• [QUOTED PASSAGE]

════════

By Hap Erstein
My season-end Broadway visit is coming to a close, and it is fair to say it has been a surprisingly strong year for plays and a pretty disappointing one for musicals.
Tony Award nominations get announced Tuesday and the committee is going to have to be pretty creative to fill some of the musical categories. (There are only two musicals with original scores, so the eligibility branch has declared such plays as Enron and Fences to be nomination-worthy for their incidental music.)
Not only will the 2009-2010 be remembered for some woeful new shows and even worse revivals, but as the season when plot became virtually absent from the musical landscape. I probably made a mistake in not seeing American Idiot, based on the Green Day concept album, which director Michael Mayer cobbled into a plotless story about three suburban guys confronting adulthood, but it typifies this dubious trend.
The same goes for Million Dollar Quartet, the recreation of a recording session among emerging stars Johnny Cash, Jerry Lee Lewis, Carl Perkins and Elvis Presley. And if there is a plot to Twyla Tharp’s dance concert Come Fly Away, I missed it.
I guess you could say the same for the explosive Fela!, a musically vibrant, high-energy biography of the late Nigerian songwriter-performer-political activist Fela Anikulapo Kuti, but the show is so infectious that the lack of a story line seems irrelevant. Bill T. Jones (Tony winner for the dance moves of Spring Awakening) directs and choreographs a cast of high-stepping, tush-shaking dancers who roam throughout the aisles, while Sahr Ngaujah as Fela gets the audience up on its feet for a little tribal dancing and call-and-response singing.

════════

• [PROVIDED MATERIAL]
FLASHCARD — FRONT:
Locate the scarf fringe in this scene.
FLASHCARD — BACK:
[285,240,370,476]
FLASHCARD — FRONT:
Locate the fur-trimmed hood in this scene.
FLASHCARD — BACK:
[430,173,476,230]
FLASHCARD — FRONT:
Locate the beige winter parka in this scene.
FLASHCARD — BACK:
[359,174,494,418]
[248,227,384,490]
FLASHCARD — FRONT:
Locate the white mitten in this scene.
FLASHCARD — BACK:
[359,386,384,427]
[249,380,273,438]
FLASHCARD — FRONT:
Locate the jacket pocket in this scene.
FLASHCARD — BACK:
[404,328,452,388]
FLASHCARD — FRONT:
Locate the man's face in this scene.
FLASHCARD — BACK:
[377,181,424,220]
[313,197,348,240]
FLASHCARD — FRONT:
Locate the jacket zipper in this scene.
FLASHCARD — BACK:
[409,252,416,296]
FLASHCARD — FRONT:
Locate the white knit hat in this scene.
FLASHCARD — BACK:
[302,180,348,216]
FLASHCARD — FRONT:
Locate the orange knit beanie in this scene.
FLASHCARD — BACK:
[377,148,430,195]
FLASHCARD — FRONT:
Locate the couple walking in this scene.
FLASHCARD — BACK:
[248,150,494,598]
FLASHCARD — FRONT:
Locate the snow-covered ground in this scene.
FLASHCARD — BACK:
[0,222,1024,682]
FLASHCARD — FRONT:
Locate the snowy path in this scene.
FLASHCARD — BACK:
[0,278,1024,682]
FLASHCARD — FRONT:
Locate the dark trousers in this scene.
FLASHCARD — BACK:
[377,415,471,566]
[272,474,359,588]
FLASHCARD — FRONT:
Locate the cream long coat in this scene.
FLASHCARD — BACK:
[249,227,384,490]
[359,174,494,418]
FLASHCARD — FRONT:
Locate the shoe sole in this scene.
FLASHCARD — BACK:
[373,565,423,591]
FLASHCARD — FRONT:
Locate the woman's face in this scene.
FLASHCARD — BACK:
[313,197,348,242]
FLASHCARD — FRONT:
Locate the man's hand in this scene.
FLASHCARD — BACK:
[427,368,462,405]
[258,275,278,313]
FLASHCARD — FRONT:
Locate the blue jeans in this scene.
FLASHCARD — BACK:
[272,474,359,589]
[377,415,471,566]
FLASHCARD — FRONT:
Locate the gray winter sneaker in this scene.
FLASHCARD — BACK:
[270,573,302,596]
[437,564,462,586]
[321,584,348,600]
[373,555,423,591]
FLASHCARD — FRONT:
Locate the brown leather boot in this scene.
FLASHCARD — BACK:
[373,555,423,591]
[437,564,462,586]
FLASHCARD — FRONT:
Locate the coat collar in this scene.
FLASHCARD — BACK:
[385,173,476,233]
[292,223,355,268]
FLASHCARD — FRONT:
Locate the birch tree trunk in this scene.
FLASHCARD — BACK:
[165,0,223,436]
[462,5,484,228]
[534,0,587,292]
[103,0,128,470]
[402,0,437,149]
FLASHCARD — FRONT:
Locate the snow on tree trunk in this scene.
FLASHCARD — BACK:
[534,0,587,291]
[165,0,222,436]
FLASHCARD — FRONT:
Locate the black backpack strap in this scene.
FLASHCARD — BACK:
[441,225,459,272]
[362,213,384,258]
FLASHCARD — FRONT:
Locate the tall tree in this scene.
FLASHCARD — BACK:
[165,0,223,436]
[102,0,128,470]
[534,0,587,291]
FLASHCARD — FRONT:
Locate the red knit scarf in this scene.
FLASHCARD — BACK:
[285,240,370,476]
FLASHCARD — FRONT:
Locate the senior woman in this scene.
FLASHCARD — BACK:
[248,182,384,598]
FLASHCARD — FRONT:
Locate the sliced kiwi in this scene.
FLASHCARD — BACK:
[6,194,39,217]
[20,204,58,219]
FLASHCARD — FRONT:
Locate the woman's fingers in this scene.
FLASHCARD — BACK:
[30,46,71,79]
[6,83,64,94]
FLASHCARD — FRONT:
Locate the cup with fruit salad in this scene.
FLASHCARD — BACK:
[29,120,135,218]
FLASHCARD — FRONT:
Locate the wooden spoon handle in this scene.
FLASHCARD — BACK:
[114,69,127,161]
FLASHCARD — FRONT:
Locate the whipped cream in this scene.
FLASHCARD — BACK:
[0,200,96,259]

════════

• [TASKS AND EXERCISES]
(A) Name every emerging star who, according to the Broadway season review, takes part in the recording session recreated in Million Dollar Quartet.
(B) In the Broadway season review, write out the passage between "The same goes" and "I missed it.", inclusive.

• [SOLUTION LIST]
(A) Johnny Cash, Jerry Lee Lewis, Carl Perkins and Elvis Presley

(B)
The same goes for Million Dollar Quartet, the recreation of a recording session among emerging stars Johnny Cash, Jerry Lee Lewis, Carl Perkins and Elvis Presley. And if there is a plot to Twyla Tharp’s dance concert Come Fly Away, I missed it.